### Extrait du document

▼

Ne méconnaît pas le principe de non-régression une réglementation dispensant les projets d'installation d'éoliennes terrestres soumis à autorisation environnementale de l'obtention d'un permis de construire. Telle est la solution dégagée par le Conseil d'Etat dans un arrêt rendu le 14 juin 2018 (CE 5° et 6° ch.-r., 14 juin 2018, n° 409227, mentionné aux tables du recueil Lebon N° Lexbase : A9353XQH).

 

Si l'article R. 425-29-2 du Code de l'urbanisme (N° Lexbase : L7208LCX) dispense les projets d'installation d'éoliennes terrestres soumis à autorisation environnementale de l'obtention d'un permis de construire, il n'a, en revanche, ni pour objet, ni pour effet, de dispenser de tels projets du respect des règles d'urbanisme qui leurs sont applicables.

 

En outre, l'autorité administrative, à l'occasion de l'instruction de la demande d'autorisation environnementale, a la charge de l'examen de la conformité des projets d'installation d'éoliennes aux documents d'urbanisme applicables.

 

Le moyen tiré de ce que le décret attaqué méconnaîtrait le principe de non-régression posé par l'article L. 110-1 du Code de l'environnement (N° Lexbase : L7743K9N) au motif qu'il dispenserait ces projets du respect des règles d'urbanisme qui leurs sont applicables ne peut donc qu'être écarté.

▲

### Enregistrements fournis
▼

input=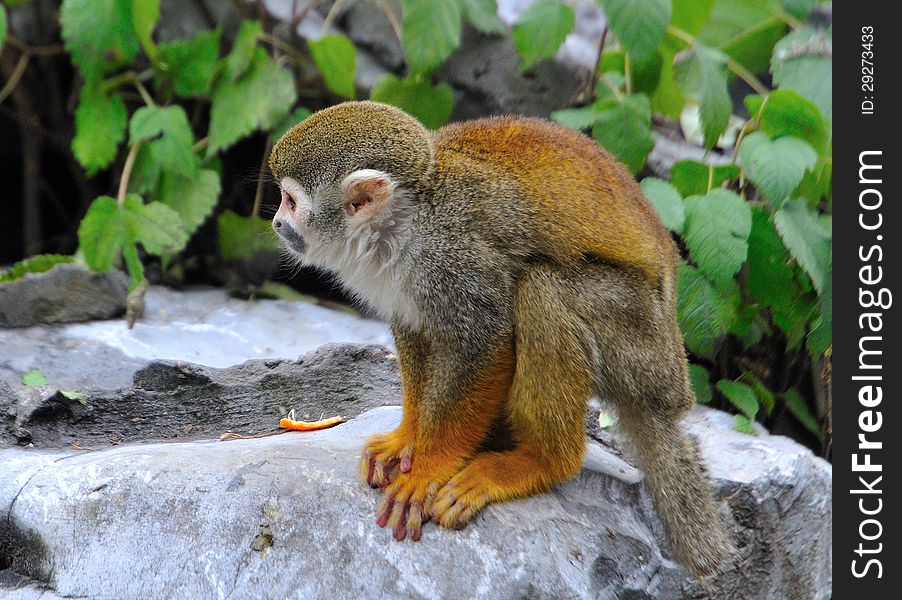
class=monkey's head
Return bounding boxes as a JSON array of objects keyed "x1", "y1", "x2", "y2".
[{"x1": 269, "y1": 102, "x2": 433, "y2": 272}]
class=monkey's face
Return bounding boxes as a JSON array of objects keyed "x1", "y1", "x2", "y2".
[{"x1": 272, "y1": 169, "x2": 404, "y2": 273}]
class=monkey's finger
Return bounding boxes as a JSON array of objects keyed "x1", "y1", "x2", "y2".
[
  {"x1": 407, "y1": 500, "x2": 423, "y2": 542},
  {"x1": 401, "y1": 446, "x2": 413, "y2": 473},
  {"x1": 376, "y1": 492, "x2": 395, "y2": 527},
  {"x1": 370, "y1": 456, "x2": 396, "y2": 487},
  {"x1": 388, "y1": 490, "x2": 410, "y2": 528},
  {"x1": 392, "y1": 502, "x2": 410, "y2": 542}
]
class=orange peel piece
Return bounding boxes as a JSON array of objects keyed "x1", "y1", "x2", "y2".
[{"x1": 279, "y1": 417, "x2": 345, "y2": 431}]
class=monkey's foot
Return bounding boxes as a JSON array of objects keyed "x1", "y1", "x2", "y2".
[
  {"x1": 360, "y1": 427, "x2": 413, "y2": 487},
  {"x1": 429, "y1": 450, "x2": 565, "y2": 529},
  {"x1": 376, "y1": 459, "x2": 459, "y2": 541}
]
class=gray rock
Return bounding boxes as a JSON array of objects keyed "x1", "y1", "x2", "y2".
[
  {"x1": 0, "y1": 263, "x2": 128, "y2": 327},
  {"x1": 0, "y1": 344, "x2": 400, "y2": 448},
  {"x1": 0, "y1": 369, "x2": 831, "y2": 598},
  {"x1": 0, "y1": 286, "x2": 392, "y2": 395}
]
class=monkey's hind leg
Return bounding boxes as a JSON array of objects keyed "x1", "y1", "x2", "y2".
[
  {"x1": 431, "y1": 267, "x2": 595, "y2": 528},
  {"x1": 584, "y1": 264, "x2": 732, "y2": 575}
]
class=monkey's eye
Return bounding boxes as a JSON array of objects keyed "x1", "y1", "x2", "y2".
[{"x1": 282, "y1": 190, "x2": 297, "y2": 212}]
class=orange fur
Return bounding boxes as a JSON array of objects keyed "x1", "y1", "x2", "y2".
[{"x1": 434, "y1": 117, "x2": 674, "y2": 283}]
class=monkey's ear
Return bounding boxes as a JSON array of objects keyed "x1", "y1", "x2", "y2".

▲

### Consigne de travail 1
D'après l'extrait sur l'arrêt du Conseil d'État, quelle autorité examine la conformité des projets d'installation d'éoliennes aux documents d'urbanisme applicables ?
### Consigne de travail 2
Recopiez tout le passage de l'extrait sur l'arrêt du Conseil d'État, de « Si l'article R. » jusqu'à « documents d'urbanisme applicables. ».
Les enregistrements n'ont aucun lien avec l'extrait.

### Réponse 1
L'autorité administrative, lors de l'instruction de la demande d'autorisation environnementale.

### Réponse 2
Si l'article R. 425-29-2 du Code de l'urbanisme (N° Lexbase : L7208LCX) dispense les projets d'installation d'éoliennes terrestres soumis à autorisation environnementale de l'obtention d'un permis de construire, il n'a, en revanche, ni pour objet, ni pour effet, de dispenser de tels projets du respect des règles d'urbanisme qui leurs sont applicables.

 

En outre, l'autorité administrative, à l'occasion de l'instruction de la demande d'autorisation environnementale, a la charge de l'examen de la conformité des projets d'installation d'éoliennes aux documents d'urbanisme applicables.